No 12V to the pump could be a safety in the system not safed, or could be fuse or could be other part open when should be closed.
IIWMI'd map out the rest of the system, so you know what you are dealing with. I suspect you have one each solenoid-valves per leveler leg. Per picture you have a pressure line from pump, and return line to the reservoir. Sol-valves might be at the jacks or in line along the way; might be a manifold that has the valves on it (my guess). Follow the pressure line & see what you find; has to be either a junction collecting lines from jacks (in which case sol-valves likely at jacks) or manifold (in which case probably sol-valves plugged into manifold).

* * * * * * *

▸ REQUIRED TASKS:
1. In the post about the hydraulic leveler pump, what three things are named as possible causes of no 12V reaching the pump?
2. Write the next part of the post about tracing the hydraulic leveler system, picking up after its final sentence.

(Items stored from a collection)

* * * * * * *

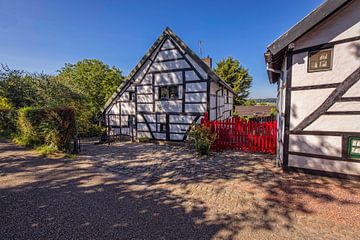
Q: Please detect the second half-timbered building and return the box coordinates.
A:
[103,28,234,141]
[265,0,360,175]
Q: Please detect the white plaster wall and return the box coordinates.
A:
[107,102,120,114]
[150,60,190,72]
[155,49,182,61]
[137,85,152,93]
[210,95,216,108]
[133,60,151,83]
[153,133,166,140]
[137,123,149,131]
[291,40,360,87]
[169,124,189,133]
[156,114,166,123]
[289,134,342,157]
[137,95,153,103]
[169,115,195,123]
[343,80,360,97]
[290,88,334,130]
[170,134,184,141]
[161,39,175,50]
[155,72,183,86]
[121,102,135,114]
[137,103,153,112]
[141,74,152,84]
[185,93,207,102]
[289,155,360,175]
[185,54,208,79]
[137,132,151,138]
[295,1,360,49]
[305,115,360,132]
[118,92,129,101]
[328,102,360,112]
[210,81,220,95]
[136,114,145,122]
[185,103,206,113]
[186,82,207,92]
[144,114,156,122]
[155,100,182,112]
[185,71,200,81]
[121,128,130,135]
[120,115,129,126]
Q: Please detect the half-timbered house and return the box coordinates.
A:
[265,0,360,175]
[103,28,234,141]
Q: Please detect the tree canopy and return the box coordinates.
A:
[0,59,125,135]
[214,57,253,105]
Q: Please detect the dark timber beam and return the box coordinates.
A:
[294,67,360,131]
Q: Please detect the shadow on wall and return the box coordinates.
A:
[0,139,355,239]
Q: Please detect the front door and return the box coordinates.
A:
[165,113,170,141]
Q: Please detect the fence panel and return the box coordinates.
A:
[201,113,277,154]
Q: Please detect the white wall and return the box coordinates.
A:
[277,1,360,175]
[295,1,360,49]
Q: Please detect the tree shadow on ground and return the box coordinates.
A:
[0,138,359,239]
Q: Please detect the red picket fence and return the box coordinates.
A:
[201,113,277,154]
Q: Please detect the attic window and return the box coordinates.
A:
[129,92,135,102]
[348,137,360,158]
[159,86,179,100]
[308,49,333,72]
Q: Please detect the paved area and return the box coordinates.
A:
[0,141,360,239]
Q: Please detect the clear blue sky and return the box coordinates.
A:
[0,0,323,98]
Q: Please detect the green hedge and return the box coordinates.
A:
[16,107,77,151]
[0,109,17,137]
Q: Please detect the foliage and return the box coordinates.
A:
[189,124,215,155]
[0,109,17,137]
[0,97,12,110]
[270,107,277,117]
[214,57,253,105]
[58,59,124,135]
[242,99,256,106]
[0,60,124,136]
[36,145,58,156]
[15,107,77,151]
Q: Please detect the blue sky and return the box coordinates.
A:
[0,0,323,98]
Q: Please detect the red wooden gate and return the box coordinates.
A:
[201,113,277,154]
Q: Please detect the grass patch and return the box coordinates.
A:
[35,145,59,156]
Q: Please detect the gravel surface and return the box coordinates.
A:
[0,140,360,239]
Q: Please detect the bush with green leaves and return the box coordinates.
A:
[188,124,215,155]
[0,109,17,137]
[15,107,77,152]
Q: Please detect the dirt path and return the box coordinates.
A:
[0,140,360,239]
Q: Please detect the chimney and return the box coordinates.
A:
[201,56,212,68]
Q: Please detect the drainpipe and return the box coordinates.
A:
[266,63,283,167]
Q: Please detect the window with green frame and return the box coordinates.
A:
[348,137,360,158]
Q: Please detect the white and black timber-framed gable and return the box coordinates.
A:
[265,0,360,175]
[103,28,234,141]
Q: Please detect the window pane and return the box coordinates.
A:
[169,86,179,99]
[309,49,332,71]
[160,87,168,98]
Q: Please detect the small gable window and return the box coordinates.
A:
[308,49,333,72]
[129,92,135,102]
[348,137,360,158]
[160,123,166,133]
[159,86,179,100]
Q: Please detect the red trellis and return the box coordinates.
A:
[201,113,277,154]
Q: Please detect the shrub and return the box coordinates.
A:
[188,124,215,155]
[15,107,77,151]
[0,109,17,137]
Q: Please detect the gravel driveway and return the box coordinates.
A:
[0,140,360,239]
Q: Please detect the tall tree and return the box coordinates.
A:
[214,57,253,105]
[57,59,125,133]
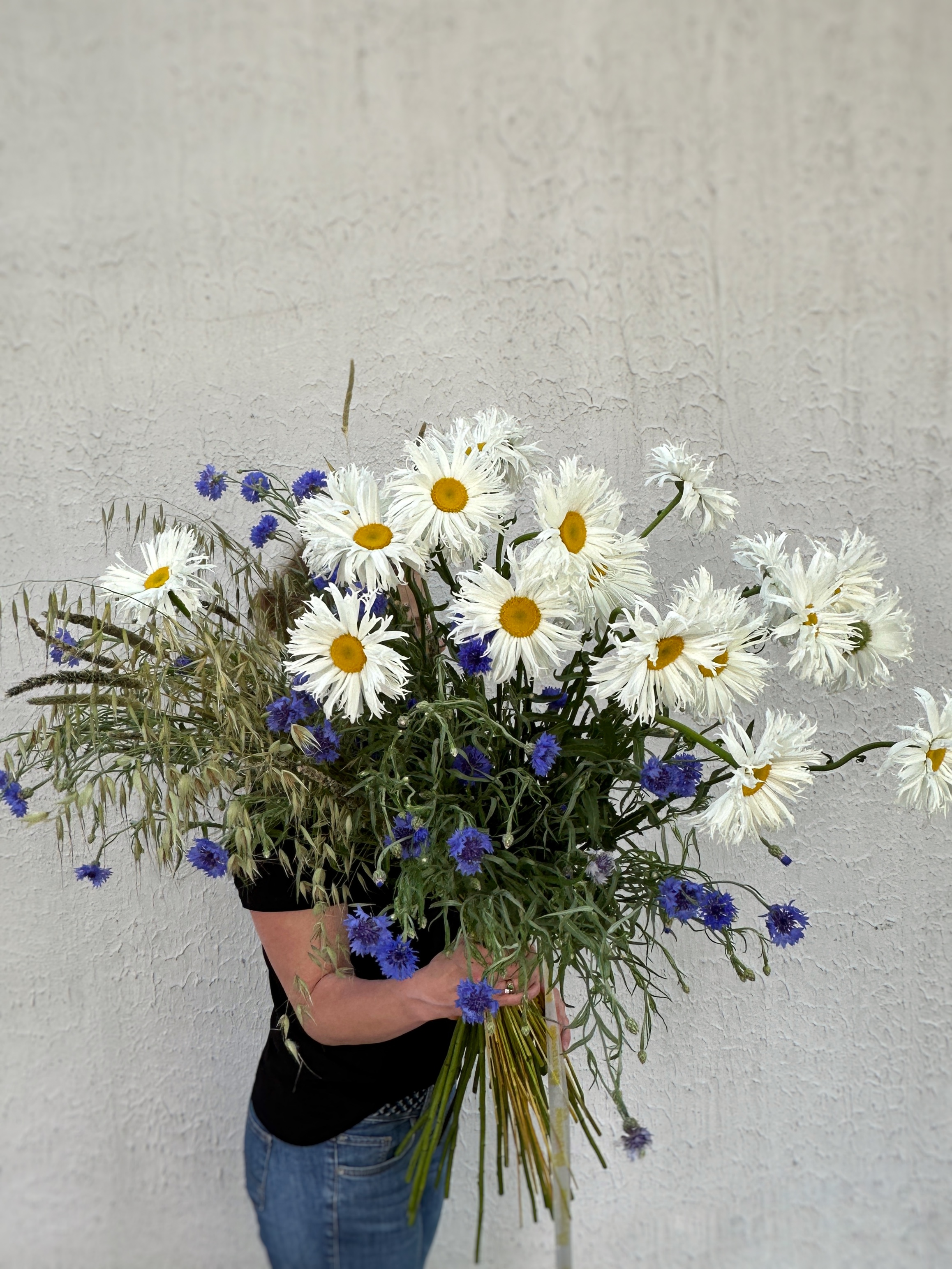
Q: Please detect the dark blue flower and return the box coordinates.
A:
[764,904,810,948]
[247,515,278,551]
[658,877,705,921]
[342,908,392,956]
[451,745,492,784]
[539,688,568,713]
[291,467,328,502]
[185,837,229,877]
[74,864,113,890]
[305,718,340,763]
[456,632,495,679]
[698,890,737,930]
[196,463,229,502]
[456,978,503,1026]
[241,472,272,502]
[529,731,562,779]
[376,934,418,980]
[49,627,79,669]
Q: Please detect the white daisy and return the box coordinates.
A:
[525,458,623,603]
[675,569,770,718]
[698,710,823,845]
[442,406,541,490]
[297,465,424,592]
[880,688,952,815]
[453,565,581,685]
[284,585,410,722]
[836,592,913,688]
[575,532,655,631]
[97,524,212,622]
[760,548,857,683]
[390,437,513,564]
[590,604,725,722]
[645,441,737,533]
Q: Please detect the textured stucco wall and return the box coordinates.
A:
[0,0,952,1269]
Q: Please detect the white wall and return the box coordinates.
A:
[0,0,952,1269]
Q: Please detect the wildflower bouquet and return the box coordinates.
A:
[1,396,952,1259]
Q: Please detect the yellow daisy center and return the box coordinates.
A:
[142,565,171,590]
[430,476,470,511]
[354,524,393,551]
[698,652,727,679]
[330,635,367,674]
[499,595,542,638]
[925,749,948,772]
[647,635,684,670]
[742,763,770,797]
[559,511,589,555]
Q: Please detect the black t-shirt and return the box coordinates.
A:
[235,857,455,1146]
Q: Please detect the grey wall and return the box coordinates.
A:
[0,0,952,1269]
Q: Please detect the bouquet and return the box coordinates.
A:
[0,378,952,1250]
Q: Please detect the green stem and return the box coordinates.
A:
[807,740,894,772]
[641,480,684,538]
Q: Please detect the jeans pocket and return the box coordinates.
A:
[245,1109,274,1214]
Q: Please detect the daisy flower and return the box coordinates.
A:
[286,586,410,722]
[880,688,952,815]
[645,441,737,533]
[590,604,723,722]
[297,465,424,590]
[675,569,770,718]
[452,561,580,683]
[390,437,513,564]
[525,458,632,594]
[97,524,212,622]
[698,710,823,845]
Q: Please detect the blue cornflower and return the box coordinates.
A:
[698,890,737,930]
[658,877,705,921]
[196,463,229,502]
[539,688,568,713]
[376,935,418,980]
[448,829,495,877]
[342,908,392,956]
[291,467,328,502]
[305,718,340,763]
[529,731,562,779]
[456,631,495,679]
[241,472,272,502]
[185,837,229,877]
[764,904,810,948]
[451,745,492,784]
[74,864,113,890]
[49,627,79,669]
[247,515,278,551]
[456,978,503,1026]
[384,814,430,859]
[622,1119,651,1158]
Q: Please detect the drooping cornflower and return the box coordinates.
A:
[342,906,392,956]
[449,745,492,784]
[247,515,278,551]
[185,837,229,877]
[529,731,562,779]
[196,463,229,502]
[764,904,810,948]
[698,890,737,930]
[291,467,328,502]
[448,828,494,877]
[658,877,705,921]
[374,934,419,981]
[241,472,272,502]
[456,978,503,1026]
[74,864,113,890]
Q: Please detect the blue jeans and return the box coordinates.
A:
[245,1105,443,1269]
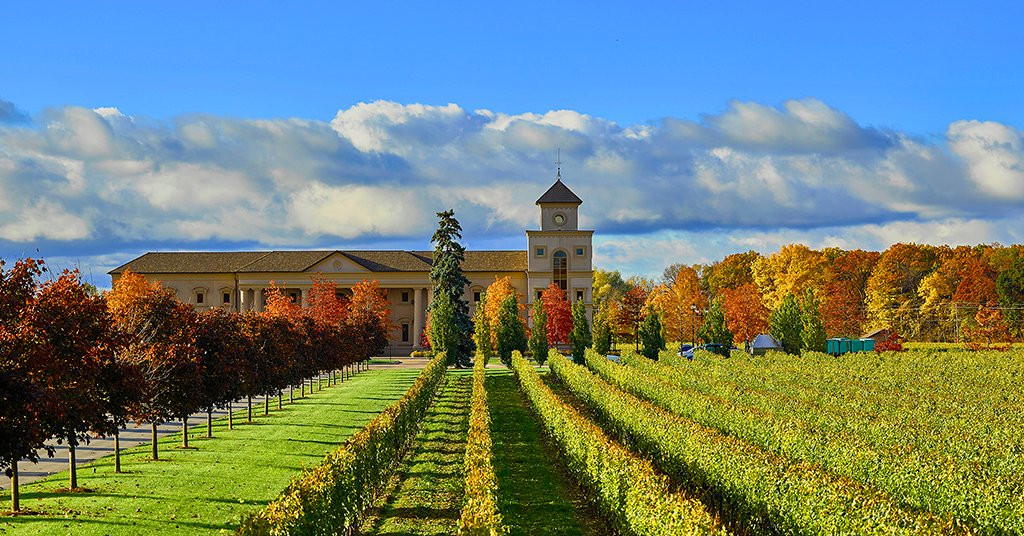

* * * * * * *

▸ ANSWERS TO EACH TASK:
1. An unsafed safety in the system, a fuse, or another part that is open when it should be closed.

2.
HWH jacks I'm familiar with are power-down/spring-lift, so sol-valve has to open for that jack when pump runs (other jacks not powering at same time) to extend, and open w/out pump running to retract w/springs. I.e. two things have to operate for a jack to extend: pump + sol-valve, 1 thing for retract: sol-valve open while spring pressure is only force on system. Sol-valves on old HWH's are one or two wire gizzies; 1-wire is +12v, 2-wire is + on one, - on other, so 1-wire uses valve body for ground. Truly ancient valves are hexagonal and have a large transistor body on side of valve; these are replaced by more recent design and IIRC you add the ground wire when replacing the ancient 1-wire's.
You can also start at the jacks & trace both control wiring if present & hydraulic line back to whatever junctions then to controls to better describe the system for further diagnosis. Starting w/a good map will make the process way easier.
One other thing- check the dipstick on the reservoir to make sure the tank is full if you haven't.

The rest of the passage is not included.